• Aufgabe 1:
Entscheide für jede Aussage, ob sie mit dem Artikel über das Autokino auf dem Heiligengeistfeld übereinstimmt, und belege jedes Ja oder Nein mit den ausschlaggebenden Worten des Artikels im genauen Wortlaut.
(a) Das Autokino wird am Sonnabend offiziell eröffnet.
(b) Der Film über Udo wurde vollständig in Hamburg gedreht.
(c) Mehr als 600.000 Zuschauer hatten den Film gesehen, bevor die Kinos im März schließen mussten.
• Aufgabe 2: Tippe bitte den Abschnitt des Artikels über das Autokino auf dem Heiligengeistfeld zwischen „Mehr als 600.000“ und „bilanziert die Regisseurin.“ einschließlich ab.
• Aufgabe 3: Nenne alle Personen, die im Artikel über das Autokino auf dem Heiligengeistfeld mit Namen genannt werden.

• Quellenauszug:

==================================================

Hamburg. Live dabei ist zwar „nur“ Regisseurin Hermine Huntgeburth – das dürfte die Freude über den Film „Mach dein Ding“ kein bisschen trüben.
Keine Frage, der Titel passt: „Bewegte Zeiten“ sind es noch immer, wenn unter diesem Titel am Sonnabend das erste Autokino auf dem Heiligengeistfeld offiziell eröffnet. Zwar gab es am Freitag schon ein Pre-Opening mit dem Film „Alles außer gewöhnlich“, aber wenn zur Einstimmung auf das Wochenende der Film „Lindenberg! Mach dein Ding“ gezeigt wird, der zu großen Teilen in Hamburg gedreht wurde, hat das sicher noch einmal mehr „Wumms“, wie Ex-Bürgermeister Scholz sagen würde. Zur Eröffnung kommen auch Regisseurin Hermine Huntgeburth und Produzent Michael Lehmann, um ihr gemeinsames Werk vorzustellen.
Wegen Corona gibt es derzeit 186 Autokinos in Deutschland
Die Filmemacherin kann also noch einmal in Hamburg eine Premiere feiern. Im Januar hatte sie das schon im Cinemaxx Dammtor in allen Sälen getan, bevor sie mit dem Film über den unaufhaltsamen, aber hindernisreichen Aufstieg von Hamburgs Panik-Rocker deutschlandweit auf Kinotour ging. „Es war ein Fest und eine tolle Erfahrung. Die Leute waren begeistert“, erinnert sie sich an die gemeinsamen Auftritte mit Udo in den Lichtspielhäusern.
Mehr als 600.000 Zuschauer hatten den Film mit einem überragenden Jan Bülow in der Titelrolle bereits gesehen, als die Kinos im März wegen der Corona-Krise schließen mussten. „Wir waren damals über den Gipfel rüber, aber es war noch nicht vorbei. Wir hatten noch auf einen Einsatz in den Open-Air-Kinos gehofft. Im Gegensatz zu anderen Kollegen haben wir aber trotzdem Glück gehabt“, bilanziert die Regisseurin.

==================================================

• Bereitgestelltes Material:
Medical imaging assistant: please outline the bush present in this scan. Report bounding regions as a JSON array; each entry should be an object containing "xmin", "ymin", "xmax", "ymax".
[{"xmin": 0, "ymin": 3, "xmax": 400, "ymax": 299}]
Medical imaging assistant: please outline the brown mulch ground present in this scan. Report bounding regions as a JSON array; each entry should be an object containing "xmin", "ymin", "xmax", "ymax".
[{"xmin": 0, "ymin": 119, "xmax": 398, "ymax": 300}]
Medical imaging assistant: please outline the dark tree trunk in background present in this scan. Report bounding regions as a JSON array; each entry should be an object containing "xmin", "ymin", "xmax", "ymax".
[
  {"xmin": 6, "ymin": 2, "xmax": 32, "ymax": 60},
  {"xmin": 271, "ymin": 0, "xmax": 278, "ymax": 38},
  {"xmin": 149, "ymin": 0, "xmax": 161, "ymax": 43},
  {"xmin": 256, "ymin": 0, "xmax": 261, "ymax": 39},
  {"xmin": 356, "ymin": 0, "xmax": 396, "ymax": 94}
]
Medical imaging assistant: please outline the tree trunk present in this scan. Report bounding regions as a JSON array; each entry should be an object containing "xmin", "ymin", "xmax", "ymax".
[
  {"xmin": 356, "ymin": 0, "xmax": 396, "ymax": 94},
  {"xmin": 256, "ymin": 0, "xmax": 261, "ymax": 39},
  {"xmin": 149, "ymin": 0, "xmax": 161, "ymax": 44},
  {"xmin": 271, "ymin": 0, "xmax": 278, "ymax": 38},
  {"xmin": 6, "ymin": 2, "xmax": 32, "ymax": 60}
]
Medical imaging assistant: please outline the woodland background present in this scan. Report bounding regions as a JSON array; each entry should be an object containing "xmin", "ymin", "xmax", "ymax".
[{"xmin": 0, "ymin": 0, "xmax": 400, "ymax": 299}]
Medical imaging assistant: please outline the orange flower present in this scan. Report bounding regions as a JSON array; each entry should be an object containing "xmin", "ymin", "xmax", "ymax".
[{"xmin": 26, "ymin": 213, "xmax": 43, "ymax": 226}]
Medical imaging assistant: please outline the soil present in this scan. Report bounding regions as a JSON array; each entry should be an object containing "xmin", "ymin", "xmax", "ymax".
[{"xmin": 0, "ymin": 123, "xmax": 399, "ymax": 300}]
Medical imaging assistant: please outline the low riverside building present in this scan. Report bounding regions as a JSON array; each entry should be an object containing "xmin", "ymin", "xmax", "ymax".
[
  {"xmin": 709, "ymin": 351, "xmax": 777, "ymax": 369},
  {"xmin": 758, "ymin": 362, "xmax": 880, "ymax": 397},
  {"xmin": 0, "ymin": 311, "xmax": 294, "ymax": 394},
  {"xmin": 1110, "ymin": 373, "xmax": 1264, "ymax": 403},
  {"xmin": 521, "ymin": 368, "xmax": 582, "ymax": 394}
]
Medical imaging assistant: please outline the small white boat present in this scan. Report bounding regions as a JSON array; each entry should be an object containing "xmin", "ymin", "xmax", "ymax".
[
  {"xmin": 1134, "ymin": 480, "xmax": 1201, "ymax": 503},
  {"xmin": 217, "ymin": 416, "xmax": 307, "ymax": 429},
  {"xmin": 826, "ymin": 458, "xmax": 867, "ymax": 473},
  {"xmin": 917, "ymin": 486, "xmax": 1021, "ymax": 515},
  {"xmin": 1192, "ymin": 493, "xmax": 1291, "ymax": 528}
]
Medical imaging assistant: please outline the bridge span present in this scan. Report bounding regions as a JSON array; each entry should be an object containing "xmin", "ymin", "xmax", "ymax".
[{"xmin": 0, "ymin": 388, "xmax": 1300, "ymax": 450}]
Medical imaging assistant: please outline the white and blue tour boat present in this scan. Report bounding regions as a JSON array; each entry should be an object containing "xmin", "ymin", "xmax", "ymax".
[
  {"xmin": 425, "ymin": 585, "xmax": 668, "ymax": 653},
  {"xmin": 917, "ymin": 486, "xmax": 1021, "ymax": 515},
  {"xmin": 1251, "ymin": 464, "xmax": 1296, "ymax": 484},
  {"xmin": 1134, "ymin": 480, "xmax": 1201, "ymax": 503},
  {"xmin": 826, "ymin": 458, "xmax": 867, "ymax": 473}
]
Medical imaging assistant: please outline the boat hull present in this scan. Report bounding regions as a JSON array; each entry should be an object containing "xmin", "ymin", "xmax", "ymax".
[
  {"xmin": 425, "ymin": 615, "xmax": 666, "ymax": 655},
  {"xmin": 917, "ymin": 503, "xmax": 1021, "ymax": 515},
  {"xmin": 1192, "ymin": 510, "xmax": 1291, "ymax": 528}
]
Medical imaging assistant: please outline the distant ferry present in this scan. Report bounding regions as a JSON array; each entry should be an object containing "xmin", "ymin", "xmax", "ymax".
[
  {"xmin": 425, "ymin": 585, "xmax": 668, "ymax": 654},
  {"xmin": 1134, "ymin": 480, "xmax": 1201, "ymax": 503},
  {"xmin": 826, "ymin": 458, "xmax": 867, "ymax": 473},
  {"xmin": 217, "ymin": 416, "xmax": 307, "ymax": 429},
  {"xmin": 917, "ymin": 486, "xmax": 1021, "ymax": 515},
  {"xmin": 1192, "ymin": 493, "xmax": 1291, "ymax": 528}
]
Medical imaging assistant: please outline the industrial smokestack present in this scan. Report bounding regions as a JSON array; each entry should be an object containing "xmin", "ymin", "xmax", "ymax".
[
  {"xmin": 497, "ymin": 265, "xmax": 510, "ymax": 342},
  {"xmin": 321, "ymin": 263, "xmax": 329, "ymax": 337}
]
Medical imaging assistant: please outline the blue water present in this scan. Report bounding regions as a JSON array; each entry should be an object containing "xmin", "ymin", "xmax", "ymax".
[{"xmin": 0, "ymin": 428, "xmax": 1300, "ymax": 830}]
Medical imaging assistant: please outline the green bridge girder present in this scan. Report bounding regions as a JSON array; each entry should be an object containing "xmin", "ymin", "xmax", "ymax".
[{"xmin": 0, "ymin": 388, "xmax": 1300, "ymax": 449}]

==================================================

• Antwortfeld 1:
(a) Ja: „wenn unter diesem Titel am Sonnabend das erste Autokino auf dem Heiligengeistfeld offiziell eröffnet“
(b) Nein: „der zu großen Teilen in Hamburg gedreht wurde“
(c) Ja: „Mehr als 600.000 Zuschauer hatten den Film mit einem überragenden Jan Bülow in der Titelrolle bereits gesehen, als die Kinos im März wegen der Corona-Krise schließen mussten“

• Antwortfeld 2:
Mehr als 600.000 Zuschauer hatten den Film mit einem überragenden Jan Bülow in der Titelrolle bereits gesehen, als die Kinos im März wegen der Corona-Krise schließen mussten. „Wir waren damals über den Gipfel rüber, aber es war noch nicht vorbei. Wir hatten noch auf einen Einsatz in den Open-Air-Kinos gehofft. Im Gegensatz zu anderen Kollegen haben wir aber trotzdem Glück gehabt“, bilanziert die Regisseurin.

• Antwortfeld 3: Hermine Huntgeburth, Scholz, Michael Lehmann, Udo, Jan Bülow